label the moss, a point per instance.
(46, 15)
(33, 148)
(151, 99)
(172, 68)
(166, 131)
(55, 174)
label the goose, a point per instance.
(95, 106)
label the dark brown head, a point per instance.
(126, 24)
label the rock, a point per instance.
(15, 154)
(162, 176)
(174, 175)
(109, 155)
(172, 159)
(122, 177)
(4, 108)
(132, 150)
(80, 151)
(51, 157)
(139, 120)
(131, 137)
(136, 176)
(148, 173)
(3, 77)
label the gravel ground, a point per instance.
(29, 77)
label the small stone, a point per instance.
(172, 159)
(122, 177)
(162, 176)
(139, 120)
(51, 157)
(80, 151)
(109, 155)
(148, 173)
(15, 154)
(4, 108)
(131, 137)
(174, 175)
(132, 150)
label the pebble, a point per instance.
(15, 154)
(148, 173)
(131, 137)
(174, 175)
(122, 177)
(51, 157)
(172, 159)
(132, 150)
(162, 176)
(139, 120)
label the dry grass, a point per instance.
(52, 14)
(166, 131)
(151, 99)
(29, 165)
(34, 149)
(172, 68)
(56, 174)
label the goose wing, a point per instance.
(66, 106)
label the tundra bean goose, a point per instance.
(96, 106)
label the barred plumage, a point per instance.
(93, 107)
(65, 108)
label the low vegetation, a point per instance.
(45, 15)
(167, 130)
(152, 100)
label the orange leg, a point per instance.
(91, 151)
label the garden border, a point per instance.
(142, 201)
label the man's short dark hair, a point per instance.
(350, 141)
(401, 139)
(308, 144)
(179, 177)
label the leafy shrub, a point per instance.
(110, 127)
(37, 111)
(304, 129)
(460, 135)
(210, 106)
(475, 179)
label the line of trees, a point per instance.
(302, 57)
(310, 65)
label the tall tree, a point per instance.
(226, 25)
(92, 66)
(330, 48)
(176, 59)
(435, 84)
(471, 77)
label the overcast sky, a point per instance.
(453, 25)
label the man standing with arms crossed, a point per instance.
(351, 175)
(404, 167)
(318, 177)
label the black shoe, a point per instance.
================
**What needs to be done**
Format the lines above as a JSON list of strings, one string per line, leaving out any blank lines.

**Full answer**
[
  "label the moss, a point per instance.",
  "(46, 15)",
  "(33, 148)",
  "(151, 99)",
  "(172, 68)",
  "(166, 131)",
  "(55, 174)",
  "label the goose, a point per instance.",
  "(95, 106)",
  "label the dark brown head, a point per instance.",
  "(126, 24)",
  "label the rock, a point per instance.",
  "(15, 154)",
  "(162, 176)",
  "(174, 175)",
  "(109, 155)",
  "(172, 159)",
  "(122, 177)",
  "(4, 108)",
  "(132, 150)",
  "(80, 151)",
  "(51, 157)",
  "(139, 120)",
  "(131, 137)",
  "(136, 176)",
  "(148, 173)",
  "(3, 77)",
  "label the gravel ground, a point per instance.",
  "(29, 77)",
  "label the small stone, a point per instance.",
  "(172, 159)",
  "(122, 177)",
  "(162, 176)",
  "(139, 120)",
  "(51, 157)",
  "(80, 151)",
  "(109, 155)",
  "(148, 173)",
  "(15, 154)",
  "(4, 108)",
  "(131, 137)",
  "(174, 175)",
  "(132, 150)",
  "label the pebble, a point per instance.",
  "(15, 154)",
  "(148, 173)",
  "(131, 137)",
  "(174, 175)",
  "(122, 177)",
  "(51, 157)",
  "(172, 159)",
  "(132, 150)",
  "(162, 176)",
  "(139, 120)",
  "label the dry grass, a point per instance.",
  "(52, 14)",
  "(166, 131)",
  "(151, 99)",
  "(29, 165)",
  "(34, 149)",
  "(172, 68)",
  "(56, 174)",
  "label the goose wing, a point per instance.",
  "(66, 106)",
  "label the tundra bean goose, a point per instance.",
  "(96, 106)",
  "label the barred plumage, a point per instance.",
  "(93, 107)",
  "(65, 108)",
  "label the low vegetation, a point per instance.",
  "(45, 15)",
  "(167, 130)",
  "(152, 100)",
  "label the orange leg, a point per instance.",
  "(91, 151)",
  "label the garden border, a point per instance.",
  "(142, 201)",
  "label the man's short dark hair, a point per instance.",
  "(350, 141)",
  "(401, 139)",
  "(308, 144)",
  "(179, 177)",
  "label the leafy shrub, a point per instance.",
  "(110, 127)",
  "(37, 111)",
  "(304, 129)",
  "(460, 135)",
  "(210, 106)",
  "(475, 179)",
  "label the line of trees, a point per instance.",
  "(302, 57)",
  "(310, 65)",
  "label the tall tree, a point per instance.",
  "(226, 25)",
  "(92, 66)",
  "(330, 48)",
  "(176, 59)",
  "(435, 84)",
  "(471, 77)",
  "label the overcast sky, a point per instance.",
  "(453, 25)",
  "label the man standing with arms crossed, a point per instance.",
  "(351, 175)",
  "(404, 167)",
  "(318, 177)",
  "label the black shoe, a point per instance."
]